Instruction: Could you output every line of the records below as a JSON list of strings, one string per line, with blank lines left out?

Records from a collection:
● ● ● ● ● ● ●
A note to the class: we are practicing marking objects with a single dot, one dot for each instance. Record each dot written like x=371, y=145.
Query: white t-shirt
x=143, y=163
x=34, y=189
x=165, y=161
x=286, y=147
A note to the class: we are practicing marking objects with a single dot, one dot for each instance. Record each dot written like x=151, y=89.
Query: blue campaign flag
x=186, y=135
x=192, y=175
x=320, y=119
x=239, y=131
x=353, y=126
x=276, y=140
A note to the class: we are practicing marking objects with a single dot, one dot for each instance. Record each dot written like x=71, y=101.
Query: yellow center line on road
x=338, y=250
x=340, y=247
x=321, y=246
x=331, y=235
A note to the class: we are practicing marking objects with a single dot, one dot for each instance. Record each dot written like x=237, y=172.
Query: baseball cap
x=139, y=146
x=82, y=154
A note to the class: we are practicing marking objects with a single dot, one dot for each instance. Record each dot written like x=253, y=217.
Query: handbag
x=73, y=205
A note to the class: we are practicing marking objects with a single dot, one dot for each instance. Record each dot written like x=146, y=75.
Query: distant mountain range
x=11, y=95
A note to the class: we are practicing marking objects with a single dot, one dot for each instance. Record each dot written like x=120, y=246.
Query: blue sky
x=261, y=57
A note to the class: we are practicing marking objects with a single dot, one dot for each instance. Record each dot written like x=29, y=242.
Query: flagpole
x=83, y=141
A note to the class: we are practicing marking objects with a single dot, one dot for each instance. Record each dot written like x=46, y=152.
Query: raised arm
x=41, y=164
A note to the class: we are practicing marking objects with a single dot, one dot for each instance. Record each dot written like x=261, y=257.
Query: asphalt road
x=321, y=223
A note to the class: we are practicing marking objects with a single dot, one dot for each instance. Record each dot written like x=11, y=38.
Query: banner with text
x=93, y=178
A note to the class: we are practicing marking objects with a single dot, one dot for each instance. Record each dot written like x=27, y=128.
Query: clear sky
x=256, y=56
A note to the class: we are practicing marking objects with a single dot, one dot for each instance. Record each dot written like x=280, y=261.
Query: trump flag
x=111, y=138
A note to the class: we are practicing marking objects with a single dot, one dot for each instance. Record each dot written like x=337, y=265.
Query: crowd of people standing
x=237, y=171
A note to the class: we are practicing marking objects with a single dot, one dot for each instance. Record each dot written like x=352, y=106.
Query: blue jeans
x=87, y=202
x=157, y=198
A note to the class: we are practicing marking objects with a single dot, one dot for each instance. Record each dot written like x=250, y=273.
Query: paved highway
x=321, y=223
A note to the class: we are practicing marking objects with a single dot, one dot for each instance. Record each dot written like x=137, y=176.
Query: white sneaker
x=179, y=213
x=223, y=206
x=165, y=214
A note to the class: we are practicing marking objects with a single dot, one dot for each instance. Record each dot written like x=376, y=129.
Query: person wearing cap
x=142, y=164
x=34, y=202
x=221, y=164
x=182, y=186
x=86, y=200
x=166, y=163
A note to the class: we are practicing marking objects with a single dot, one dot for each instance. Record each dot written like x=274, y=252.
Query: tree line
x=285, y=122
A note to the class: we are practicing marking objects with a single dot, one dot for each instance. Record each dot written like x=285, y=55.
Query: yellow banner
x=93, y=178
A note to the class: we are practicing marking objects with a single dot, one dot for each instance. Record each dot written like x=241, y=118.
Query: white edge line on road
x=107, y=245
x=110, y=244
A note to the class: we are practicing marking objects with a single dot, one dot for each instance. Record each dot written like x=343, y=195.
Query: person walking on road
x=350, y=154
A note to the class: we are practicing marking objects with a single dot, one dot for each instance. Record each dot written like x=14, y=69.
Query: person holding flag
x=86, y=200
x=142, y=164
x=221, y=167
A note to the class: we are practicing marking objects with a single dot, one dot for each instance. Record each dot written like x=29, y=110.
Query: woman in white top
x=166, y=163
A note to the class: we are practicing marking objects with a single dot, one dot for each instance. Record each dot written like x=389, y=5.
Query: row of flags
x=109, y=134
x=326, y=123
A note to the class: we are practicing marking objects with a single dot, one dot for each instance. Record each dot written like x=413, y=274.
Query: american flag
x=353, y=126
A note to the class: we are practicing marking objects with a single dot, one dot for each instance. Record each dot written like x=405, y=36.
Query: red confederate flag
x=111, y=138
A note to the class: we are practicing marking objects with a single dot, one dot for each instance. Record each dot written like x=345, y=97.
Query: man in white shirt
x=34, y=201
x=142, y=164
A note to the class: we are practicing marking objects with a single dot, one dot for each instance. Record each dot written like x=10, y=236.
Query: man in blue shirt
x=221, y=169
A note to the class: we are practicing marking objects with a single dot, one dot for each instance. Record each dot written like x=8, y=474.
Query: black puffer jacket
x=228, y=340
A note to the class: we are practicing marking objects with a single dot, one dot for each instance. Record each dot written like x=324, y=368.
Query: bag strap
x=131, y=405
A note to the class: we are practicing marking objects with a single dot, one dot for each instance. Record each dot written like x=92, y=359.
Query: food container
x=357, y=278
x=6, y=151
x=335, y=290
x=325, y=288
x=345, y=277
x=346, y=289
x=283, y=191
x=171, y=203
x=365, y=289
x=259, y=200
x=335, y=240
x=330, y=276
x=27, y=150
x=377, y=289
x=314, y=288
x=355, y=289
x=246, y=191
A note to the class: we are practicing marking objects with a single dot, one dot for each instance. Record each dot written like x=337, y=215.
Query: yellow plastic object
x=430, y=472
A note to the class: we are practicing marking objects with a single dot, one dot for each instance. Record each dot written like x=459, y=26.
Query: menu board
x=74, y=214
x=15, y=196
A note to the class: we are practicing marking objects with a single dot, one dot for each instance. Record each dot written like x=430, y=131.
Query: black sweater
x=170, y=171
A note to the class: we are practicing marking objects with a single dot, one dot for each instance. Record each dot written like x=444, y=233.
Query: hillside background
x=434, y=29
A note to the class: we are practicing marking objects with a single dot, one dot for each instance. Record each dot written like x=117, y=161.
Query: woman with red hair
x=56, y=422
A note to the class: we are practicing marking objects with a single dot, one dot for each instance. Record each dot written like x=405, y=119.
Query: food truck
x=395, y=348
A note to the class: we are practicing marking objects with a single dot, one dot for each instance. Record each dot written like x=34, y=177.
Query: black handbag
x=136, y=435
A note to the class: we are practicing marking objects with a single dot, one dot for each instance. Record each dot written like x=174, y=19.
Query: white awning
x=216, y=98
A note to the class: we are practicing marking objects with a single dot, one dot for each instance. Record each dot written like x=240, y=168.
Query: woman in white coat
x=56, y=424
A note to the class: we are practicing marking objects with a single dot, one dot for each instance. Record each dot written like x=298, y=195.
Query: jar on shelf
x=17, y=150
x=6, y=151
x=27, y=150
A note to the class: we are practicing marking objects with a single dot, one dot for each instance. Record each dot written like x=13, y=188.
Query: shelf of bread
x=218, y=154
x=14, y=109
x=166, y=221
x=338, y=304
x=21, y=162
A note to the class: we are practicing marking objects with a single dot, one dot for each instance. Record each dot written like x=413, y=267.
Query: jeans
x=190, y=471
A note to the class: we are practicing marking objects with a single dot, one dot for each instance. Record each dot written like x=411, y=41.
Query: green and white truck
● ● ● ● ● ● ●
The response:
[
  "A note to the class: we are practicing marking objects with a single dot, one dot for each instance. Record each dot written like x=371, y=145.",
  "Query: white t-shirt",
  "x=143, y=163",
  "x=34, y=189",
  "x=165, y=161",
  "x=286, y=147",
  "A note to the class: we are practicing marking objects with a single dot, one dot for each instance. Record each dot written like x=151, y=89.",
  "Query: blue campaign flag",
  "x=186, y=135",
  "x=192, y=175",
  "x=320, y=119",
  "x=239, y=131",
  "x=353, y=126",
  "x=276, y=140",
  "A note to the class: we are practicing marking objects with a single dot, one dot for each instance. Record each dot written like x=71, y=101.",
  "Query: yellow center line on road",
  "x=338, y=250",
  "x=340, y=247",
  "x=321, y=246",
  "x=331, y=235",
  "A note to the class: we are practicing marking objects with a single dot, one dot for each instance. Record each dot written like x=237, y=172.",
  "Query: baseball cap",
  "x=139, y=146",
  "x=82, y=154",
  "A note to the class: we are practicing marking objects with a single dot, one dot for each instance. Record each dot written like x=253, y=217.",
  "Query: handbag",
  "x=73, y=205",
  "A note to the class: we are practicing marking objects with a single dot, one dot for each instance. Record each dot written like x=146, y=75.",
  "Query: distant mountain range",
  "x=11, y=95",
  "A note to the class: we are practicing marking objects with a single dot, one dot for each instance. Record each dot written like x=120, y=246.",
  "Query: blue sky",
  "x=261, y=57",
  "A note to the class: we are practicing marking objects with a single dot, one dot for each instance. Record each dot written like x=29, y=242.",
  "Query: flagpole",
  "x=83, y=141",
  "A note to the class: we are practicing marking objects with a single dot, one dot for each instance. Record each dot written like x=46, y=152.",
  "Query: raised arm",
  "x=41, y=164",
  "A note to the class: we are practicing marking objects with a single dot, one dot for each instance. Record each dot written like x=261, y=257.",
  "Query: asphalt road",
  "x=321, y=223",
  "A note to the class: we are practicing marking objects with a single dot, one dot for each instance. Record each dot written like x=11, y=38.",
  "Query: banner with text",
  "x=93, y=178",
  "A note to the class: we are practicing marking objects with a single dot, one dot for each instance. Record each dot written like x=27, y=128.",
  "Query: clear sky",
  "x=256, y=56",
  "A note to the class: we are practicing marking objects with a single dot, one dot for each instance. Record each dot written like x=280, y=261.",
  "Query: trump flag",
  "x=111, y=138",
  "A note to the class: we are practicing marking objects with a single dot, one dot for each instance. Record each dot written like x=337, y=265.",
  "Query: crowd of people standing",
  "x=237, y=171",
  "A note to the class: we are practicing marking objects with a single dot, one dot for each instance. Record each dot written like x=352, y=106.",
  "Query: blue jeans",
  "x=87, y=202",
  "x=157, y=198",
  "A note to the class: we are practicing marking objects with a single dot, one dot for each instance. Record each dot written like x=250, y=273.",
  "Query: paved highway",
  "x=321, y=223",
  "A note to the class: we are practicing marking objects with a single dot, one dot for each instance. Record each dot written like x=137, y=176.",
  "Query: white sneaker",
  "x=179, y=213",
  "x=223, y=206",
  "x=165, y=214",
  "A note to the class: we are practicing marking objects with a single dot, one dot for each instance. Record each dot written like x=376, y=129.",
  "Query: person wearing cap",
  "x=142, y=164",
  "x=34, y=202",
  "x=221, y=164",
  "x=182, y=186",
  "x=86, y=200",
  "x=166, y=163",
  "A note to the class: we are practicing marking objects with a single dot, one dot for each instance. Record each dot written like x=274, y=252.",
  "Query: tree line",
  "x=285, y=122",
  "A note to the class: we are practicing marking objects with a single dot, one dot for each instance. Record each dot written like x=285, y=55.",
  "Query: yellow banner",
  "x=93, y=178",
  "A note to the class: we are practicing marking objects with a single dot, one dot for each instance. Record each dot written like x=241, y=118.",
  "Query: white edge line on road",
  "x=107, y=245",
  "x=110, y=244",
  "A note to the class: we are practicing marking objects with a single dot, one dot for each instance. Record each dot written like x=343, y=195.",
  "Query: person walking on road",
  "x=350, y=154",
  "A note to the class: we are practicing marking objects with a single dot, one dot for each instance. Record each dot written like x=14, y=69.",
  "Query: person holding flag",
  "x=86, y=200",
  "x=142, y=164",
  "x=221, y=167",
  "A note to the class: we are practicing marking objects with a single dot, one dot for each instance. Record each dot written like x=29, y=110.",
  "Query: woman in white top",
  "x=166, y=163",
  "A note to the class: we are practicing marking objects with a single dot, one dot for each instance. Record each dot written like x=389, y=5.",
  "Query: row of flags",
  "x=109, y=134",
  "x=326, y=123",
  "A note to the class: we are practicing marking objects with a single dot, one dot for each instance. Record each dot written like x=413, y=274.",
  "Query: american flag",
  "x=353, y=126",
  "A note to the class: we are practicing marking objects with a single dot, one dot for each instance. Record each dot written like x=405, y=36.",
  "Query: red confederate flag",
  "x=111, y=138",
  "A note to the class: we are practicing marking objects with a single dot, one dot for each instance. Record each dot written like x=345, y=97.",
  "Query: man in white shirt",
  "x=34, y=201",
  "x=142, y=164",
  "A note to the class: we are practicing marking objects with a single dot, one dot for each instance. Record each dot written like x=10, y=236.",
  "Query: man in blue shirt",
  "x=221, y=169",
  "A note to the class: we are practicing marking objects with a single dot, one dot for each instance. Record each dot written like x=8, y=474.",
  "Query: black puffer jacket",
  "x=228, y=340",
  "A note to the class: we are practicing marking objects with a single dot, one dot for each instance. Record each dot written like x=324, y=368.",
  "Query: bag strap",
  "x=131, y=405",
  "A note to the class: we are practicing marking objects with a single dot, one dot for each instance. Record each dot written like x=92, y=359.",
  "Query: food container",
  "x=357, y=278",
  "x=6, y=151",
  "x=335, y=290",
  "x=325, y=288",
  "x=345, y=277",
  "x=346, y=289",
  "x=283, y=191",
  "x=171, y=203",
  "x=365, y=289",
  "x=259, y=200",
  "x=335, y=240",
  "x=330, y=276",
  "x=27, y=150",
  "x=377, y=289",
  "x=314, y=288",
  "x=355, y=289",
  "x=246, y=191",
  "A note to the class: we are practicing marking objects with a single dot, one dot for each instance. Record each dot written like x=337, y=215.",
  "Query: yellow plastic object",
  "x=430, y=472",
  "A note to the class: we are practicing marking objects with a single dot, one dot for each instance. Record each dot written like x=459, y=26.",
  "Query: menu board",
  "x=74, y=214",
  "x=15, y=196",
  "A note to the class: we are practicing marking objects with a single dot, one dot for each instance. Record each dot written like x=430, y=131.",
  "Query: black sweater",
  "x=170, y=171",
  "A note to the class: we are practicing marking objects with a single dot, one dot for each instance. Record each dot written like x=444, y=233.",
  "Query: hillside background",
  "x=434, y=29",
  "A note to the class: we are practicing marking objects with a single dot, one dot for each instance. Record each dot written like x=117, y=161.",
  "Query: woman with red hair",
  "x=56, y=422",
  "A note to the class: we are practicing marking objects with a single dot, one dot for each instance. Record each dot written like x=405, y=119.",
  "Query: food truck",
  "x=395, y=348",
  "A note to the class: we are practicing marking objects with a single dot, one dot for each instance. Record each dot written like x=34, y=177.",
  "Query: black handbag",
  "x=136, y=435",
  "A note to the class: we are practicing marking objects with a single dot, one dot for each instance. Record each dot written like x=174, y=19.",
  "Query: white awning",
  "x=216, y=98",
  "A note to the class: we are practicing marking objects with a single dot, one dot for each instance. Record each dot written like x=240, y=168.",
  "Query: woman in white coat",
  "x=56, y=424",
  "A note to the class: we are practicing marking objects with a single dot, one dot for each instance. Record each dot written like x=298, y=195.",
  "Query: jar on shelf",
  "x=17, y=150",
  "x=6, y=151",
  "x=27, y=150",
  "A note to the class: we are practicing marking objects with a single dot, one dot for each instance. Record each dot written like x=13, y=188.",
  "Query: shelf of bread",
  "x=218, y=154",
  "x=14, y=109",
  "x=166, y=221",
  "x=338, y=304",
  "x=21, y=162",
  "A note to the class: we are practicing marking objects with a single dot, one dot for each instance. Record each dot written like x=413, y=267.",
  "Query: jeans",
  "x=190, y=471",
  "A note to the class: we are practicing marking objects with a single dot, one dot for each instance. Record each dot written like x=411, y=41.",
  "Query: green and white truck"
]